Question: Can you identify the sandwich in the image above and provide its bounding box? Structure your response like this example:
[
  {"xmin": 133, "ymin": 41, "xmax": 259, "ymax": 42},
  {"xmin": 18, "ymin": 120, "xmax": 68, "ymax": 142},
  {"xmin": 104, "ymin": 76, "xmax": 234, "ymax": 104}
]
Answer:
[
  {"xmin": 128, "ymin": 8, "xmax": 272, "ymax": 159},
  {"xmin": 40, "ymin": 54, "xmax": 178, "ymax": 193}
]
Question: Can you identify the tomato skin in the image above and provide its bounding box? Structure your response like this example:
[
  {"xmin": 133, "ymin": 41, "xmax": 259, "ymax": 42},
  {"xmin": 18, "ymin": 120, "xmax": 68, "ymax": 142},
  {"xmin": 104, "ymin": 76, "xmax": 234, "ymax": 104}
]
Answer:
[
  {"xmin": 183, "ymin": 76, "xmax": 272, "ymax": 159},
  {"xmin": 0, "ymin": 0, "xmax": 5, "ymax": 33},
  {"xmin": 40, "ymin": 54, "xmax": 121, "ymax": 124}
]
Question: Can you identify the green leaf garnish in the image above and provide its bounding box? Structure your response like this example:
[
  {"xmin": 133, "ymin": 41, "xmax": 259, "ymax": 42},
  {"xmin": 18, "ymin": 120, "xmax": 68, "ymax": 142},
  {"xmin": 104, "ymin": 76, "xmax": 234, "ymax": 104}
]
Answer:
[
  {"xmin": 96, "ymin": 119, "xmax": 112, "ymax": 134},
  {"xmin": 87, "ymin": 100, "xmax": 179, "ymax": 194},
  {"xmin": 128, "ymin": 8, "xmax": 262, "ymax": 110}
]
────────────────────
■ **GOAL**
Copy every item above word for word.

■ **PROBLEM SOLUTION**
Question: Can you identify the sandwich in the image above and provide its bounding box? Structure your response like this example:
[
  {"xmin": 133, "ymin": 41, "xmax": 259, "ymax": 42},
  {"xmin": 18, "ymin": 120, "xmax": 68, "ymax": 142},
  {"xmin": 104, "ymin": 76, "xmax": 234, "ymax": 104}
]
Answer:
[
  {"xmin": 128, "ymin": 8, "xmax": 272, "ymax": 159},
  {"xmin": 40, "ymin": 54, "xmax": 178, "ymax": 193}
]
Question: Can you identify the tomato skin in the image above and provide its bounding box? Structure your response like this example:
[
  {"xmin": 133, "ymin": 41, "xmax": 259, "ymax": 42},
  {"xmin": 18, "ymin": 120, "xmax": 68, "ymax": 142},
  {"xmin": 104, "ymin": 76, "xmax": 234, "ymax": 104}
]
Answer:
[
  {"xmin": 183, "ymin": 76, "xmax": 272, "ymax": 159},
  {"xmin": 0, "ymin": 0, "xmax": 5, "ymax": 33},
  {"xmin": 40, "ymin": 54, "xmax": 121, "ymax": 124}
]
Question: Can you identify the green leaf garnish in the image above and provide its bounding box? Structure your response like this example:
[
  {"xmin": 133, "ymin": 41, "xmax": 259, "ymax": 42},
  {"xmin": 18, "ymin": 120, "xmax": 68, "ymax": 142},
  {"xmin": 104, "ymin": 76, "xmax": 234, "ymax": 104}
]
Answer:
[
  {"xmin": 96, "ymin": 119, "xmax": 112, "ymax": 134},
  {"xmin": 87, "ymin": 100, "xmax": 179, "ymax": 194},
  {"xmin": 128, "ymin": 8, "xmax": 262, "ymax": 110}
]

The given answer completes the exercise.